**Exercise aim:** Render all of the items below as a single numbered list, leaving out any blank lines.

**Extracted data:**
··········

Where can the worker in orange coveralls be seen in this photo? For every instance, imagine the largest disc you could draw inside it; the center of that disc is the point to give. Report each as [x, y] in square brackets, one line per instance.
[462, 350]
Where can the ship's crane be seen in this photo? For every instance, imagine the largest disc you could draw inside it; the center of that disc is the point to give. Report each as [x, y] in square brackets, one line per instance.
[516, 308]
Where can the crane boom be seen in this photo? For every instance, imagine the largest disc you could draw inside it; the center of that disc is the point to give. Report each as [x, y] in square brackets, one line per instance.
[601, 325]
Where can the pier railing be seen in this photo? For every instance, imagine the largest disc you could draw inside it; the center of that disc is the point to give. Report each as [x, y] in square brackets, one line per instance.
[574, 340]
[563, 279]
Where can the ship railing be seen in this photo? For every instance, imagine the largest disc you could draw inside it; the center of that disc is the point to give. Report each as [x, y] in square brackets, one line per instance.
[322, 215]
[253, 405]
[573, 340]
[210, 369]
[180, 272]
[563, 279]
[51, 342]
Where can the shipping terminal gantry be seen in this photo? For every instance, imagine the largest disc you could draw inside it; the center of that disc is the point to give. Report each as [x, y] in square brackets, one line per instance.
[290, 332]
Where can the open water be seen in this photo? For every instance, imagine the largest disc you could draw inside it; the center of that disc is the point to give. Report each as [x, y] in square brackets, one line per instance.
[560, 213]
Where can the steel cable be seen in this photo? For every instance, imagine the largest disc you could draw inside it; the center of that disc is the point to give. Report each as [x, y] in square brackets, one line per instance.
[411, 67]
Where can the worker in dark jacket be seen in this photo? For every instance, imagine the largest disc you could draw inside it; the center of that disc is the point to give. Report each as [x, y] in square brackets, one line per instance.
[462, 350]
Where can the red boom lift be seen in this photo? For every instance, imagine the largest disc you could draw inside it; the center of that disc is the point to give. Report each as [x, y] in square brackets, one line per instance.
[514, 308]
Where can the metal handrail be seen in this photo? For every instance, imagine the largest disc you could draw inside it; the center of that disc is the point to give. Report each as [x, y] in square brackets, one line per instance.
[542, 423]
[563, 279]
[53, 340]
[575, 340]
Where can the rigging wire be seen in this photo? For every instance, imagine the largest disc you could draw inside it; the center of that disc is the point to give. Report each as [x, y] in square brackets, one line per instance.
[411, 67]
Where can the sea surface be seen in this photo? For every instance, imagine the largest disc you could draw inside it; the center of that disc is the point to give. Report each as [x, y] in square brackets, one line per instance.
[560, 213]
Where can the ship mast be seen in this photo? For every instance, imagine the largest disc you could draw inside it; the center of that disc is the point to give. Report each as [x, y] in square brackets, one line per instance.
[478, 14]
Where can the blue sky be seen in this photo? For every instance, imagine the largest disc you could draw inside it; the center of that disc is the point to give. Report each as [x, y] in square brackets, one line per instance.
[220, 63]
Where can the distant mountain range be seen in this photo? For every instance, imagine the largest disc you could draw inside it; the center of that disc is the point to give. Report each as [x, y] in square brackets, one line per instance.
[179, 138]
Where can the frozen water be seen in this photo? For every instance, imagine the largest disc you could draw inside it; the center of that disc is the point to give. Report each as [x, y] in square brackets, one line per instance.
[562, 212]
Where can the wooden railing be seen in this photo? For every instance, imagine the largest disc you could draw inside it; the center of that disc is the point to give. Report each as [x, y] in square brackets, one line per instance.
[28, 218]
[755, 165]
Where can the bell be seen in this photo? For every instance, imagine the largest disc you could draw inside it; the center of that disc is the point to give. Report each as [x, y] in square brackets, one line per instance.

··········

**Result:**
1. Where can the worker in orange coveralls be seen in this photo? For every instance, imagine the largest disc you could draw inside it; the center of that disc is the point to give. Report each as [x, y] in square brackets, one line per instance.
2. [462, 350]
3. Where can the ship's crane be seen in this photo? For every instance, imagine the largest disc you could draw inside it; the center of that disc is the point to give. Report each as [x, y] in square brackets, one line per instance.
4. [516, 308]
5. Where can the crane boom be seen in this photo? For every instance, imagine the largest disc you could draw inside it; the center of that disc is the point to give. Report each as [x, y] in square brackets, one line per instance.
6. [601, 325]
7. Where can the pier railing be seen in this photo? For every instance, imagine the largest disc you could draw inside it; the center of that disc is the point to give. Report each as [x, y] in square brackets, one line per instance.
8. [574, 340]
9. [563, 279]
10. Where can the ship railing be seen in this photo? For every instance, imagine the largest disc you could draw inside it; the center of that disc is the point to give. Report each as [x, y] in square brackets, one line per instance.
11. [322, 215]
12. [253, 405]
13. [573, 340]
14. [210, 369]
15. [180, 272]
16. [563, 279]
17. [51, 342]
18. Where can the shipping terminal gantry be seen in this photo? For every instance, imagine the largest disc you could draw inside it; the center of that disc is the point to give. Report each as [x, y] in square brackets, one line per instance.
19. [290, 332]
20. Where can the open water be seen in this photo? For every instance, imagine the largest disc you could draw inside it; the center of that disc is the point to give. Report each as [x, y] in square brackets, one line per instance.
21. [560, 213]
22. Where can the steel cable be seen in this photo? For every instance, imagine the largest disc you could draw inside it; the center of that disc is the point to give. Report each as [x, y] in square brackets, one line per instance.
23. [411, 67]
24. Where can the worker in dark jacket be seen in this photo? For every instance, imagine the largest disc you could draw inside it; the center of that disc is the point to give. Report each as [x, y] in square brackets, one line per instance.
25. [462, 350]
26. Where can the red boom lift be seen in this photo? For every instance, imagine the largest disc you could draw inside it; the center of that disc is the point to give. Report each as [x, y] in square brackets, one line per instance.
27. [514, 308]
28. Where can the metal handrail be seen in this photo? For every instance, imagine the largest disc you could draw inside it; the center of that disc is the point to give. Report each as [x, y] in square brackets, one line per instance.
29. [542, 423]
30. [563, 279]
31. [53, 340]
32. [575, 340]
33. Where can the rigging wire be seen in this photo? For every instance, imagine the largest disc you could draw inside it; the center of that disc is the point to give. Report each as [x, y] in square brackets, one line per instance.
34. [411, 67]
35. Where can the sea surface be seen in this photo? For every instance, imagine the largest disc you could draw inside it; the center of that disc is the point to give. Report each as [x, y] in square brackets, one line per instance.
36. [560, 213]
37. Where can the ship mast be seen in this photo? For every instance, imagine the largest disc you could draw inside it; the center of that disc is the point to give. Report each as [x, y] in square brackets, one line per instance.
38. [478, 14]
39. Where can the blue sky be seen in this photo? For every instance, imagine the largest disc you could draw inside it; the center of that disc is the point to give. Report each as [x, y] in square brackets, one line per instance.
40. [220, 63]
41. Where can the distant mountain range be seen in this photo? For every instance, imagine the largest disc you could draw inside it; the center of that disc is the point to give. Report each as [x, y] in square brackets, one line per instance.
42. [179, 138]
43. Where can the frozen water be seen in this photo? For every instance, imagine the largest disc you could draw inside it; the center of that disc is the point to give. Report each as [x, y] in square brackets, one line per instance.
44. [562, 212]
45. Where can the wooden railing be seen in this photo? For every instance, imagine the largest disc you could draw inside it; the center of that disc is the point to give. Report each as [x, y] in square brackets, one line per instance.
46. [28, 218]
47. [755, 165]
48. Where can the bell be seen in this photo? For every instance, imagine the largest disc you could draw inside it; the center of that disc is the point to give. Report each as [x, y] in square brackets, one line per instance.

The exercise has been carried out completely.